Weshalb klaut ein gut situierter Pferdezüchter mit Eigenheim im Oberthurgau und Ferienhaus in Graubünden fast eine halbe Million Franken? Im März 2024 melden anonyme Tippgeber Blick Brisantes: Bei der Pferdeversicherung Bischofszell TG hat der langjährige Kassier klammheimlich und immer wieder Geldbeträge in die eigene Kasse gewirtschaftet. So kam ein stattlicher Betrag von insgesamt 402'000 Franken zusammen.

Blick berichtete damals über die Vorfälle, über die Reaktion der Genossenschafter an der Generalversammlung, über die Reaktion des Präsidenten der Pferdeversicherung, über die eingeleitete Untersuchung der Staatsanwaltschaft Thurgau und über den Täter. «Ich will ja mal sehen, was ihr macht, wenn es euch beschissen geht», schnauzte dieser den Reporter auf seinem Hof an. Und dann: «Ich zerreisse euch auf der Strasse!»

Der Betrüger war selber Opfer von Betrügern

Jetzt ist klar, wieso. Der Druck, den der Landwirt Thomas D.* (71) damals gespürt und heute noch spüren muss, dürfte riesig sein. Denn bevor er selbst zu einem wurde, ging er selbst, gemäss Anklageschrift, Betrügern auf den Leim!

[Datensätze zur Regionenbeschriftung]
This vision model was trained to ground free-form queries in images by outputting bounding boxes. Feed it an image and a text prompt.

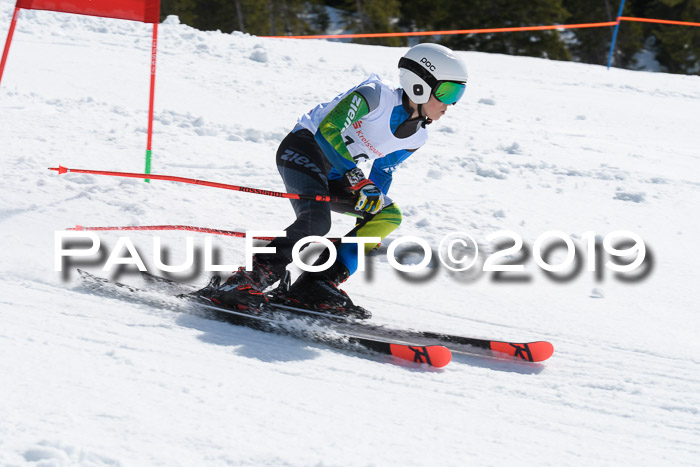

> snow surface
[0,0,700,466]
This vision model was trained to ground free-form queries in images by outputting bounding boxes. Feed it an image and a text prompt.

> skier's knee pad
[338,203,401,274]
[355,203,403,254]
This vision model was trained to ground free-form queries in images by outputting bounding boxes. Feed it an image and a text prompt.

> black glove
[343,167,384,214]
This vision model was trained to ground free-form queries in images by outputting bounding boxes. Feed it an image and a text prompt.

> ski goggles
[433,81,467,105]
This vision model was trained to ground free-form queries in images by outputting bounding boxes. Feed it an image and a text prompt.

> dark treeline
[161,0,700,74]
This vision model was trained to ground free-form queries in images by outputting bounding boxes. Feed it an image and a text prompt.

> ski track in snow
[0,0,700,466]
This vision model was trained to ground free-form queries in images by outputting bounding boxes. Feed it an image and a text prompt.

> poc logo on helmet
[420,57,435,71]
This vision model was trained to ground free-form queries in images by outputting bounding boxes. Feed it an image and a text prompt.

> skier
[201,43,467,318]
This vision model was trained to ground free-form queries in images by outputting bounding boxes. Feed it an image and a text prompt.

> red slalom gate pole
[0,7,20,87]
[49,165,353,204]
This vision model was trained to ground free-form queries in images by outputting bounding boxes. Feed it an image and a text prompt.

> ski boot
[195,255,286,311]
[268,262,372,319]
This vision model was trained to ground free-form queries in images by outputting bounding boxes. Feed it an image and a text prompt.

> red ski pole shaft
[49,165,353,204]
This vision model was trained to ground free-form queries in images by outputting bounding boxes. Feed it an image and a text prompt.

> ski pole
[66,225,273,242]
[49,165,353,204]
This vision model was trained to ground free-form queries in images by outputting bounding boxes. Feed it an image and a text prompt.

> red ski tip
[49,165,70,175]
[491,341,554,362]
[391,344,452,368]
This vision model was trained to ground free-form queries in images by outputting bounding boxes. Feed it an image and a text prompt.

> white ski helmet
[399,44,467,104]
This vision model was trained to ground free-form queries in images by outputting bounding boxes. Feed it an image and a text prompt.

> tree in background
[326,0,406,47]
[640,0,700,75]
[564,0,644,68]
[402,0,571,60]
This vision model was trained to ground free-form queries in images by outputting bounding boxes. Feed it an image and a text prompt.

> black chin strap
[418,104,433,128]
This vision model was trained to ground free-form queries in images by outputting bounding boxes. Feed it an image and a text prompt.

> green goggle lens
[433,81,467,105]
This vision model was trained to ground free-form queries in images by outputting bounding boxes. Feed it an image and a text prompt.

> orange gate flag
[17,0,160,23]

§ **Schriftliche Übung**: Entscheide für jede Aussage, ob sie mit dem Auszug über die Pferdeversicherung Bischofszell übereinstimmt, und belege dein Ja oder Nein mit einem wörtlichen Zitat: (a) Insgesamt wurden 402'000 Franken abgezweigt. (b) Die Hinweise an Blick stammten vom Präsidenten der Pferdeversicherung. (c) Laut Anklageschrift war der Landwirt zuvor selbst Betrügern zum Opfer gefallen. Die Einträge stehen in keinem Zusammenhang mit dem Auszug.

§ **Lösung**:
(a) Ja: „So kam ein stattlicher Betrag von insgesamt 402'000 Franken zusammen.“
(b) Nein: „Im März 2024 melden anonyme Tippgeber Blick Brisantes“
(c) Ja: „ging er selbst, gemäss Anklageschrift, Betrügern auf den Leim!“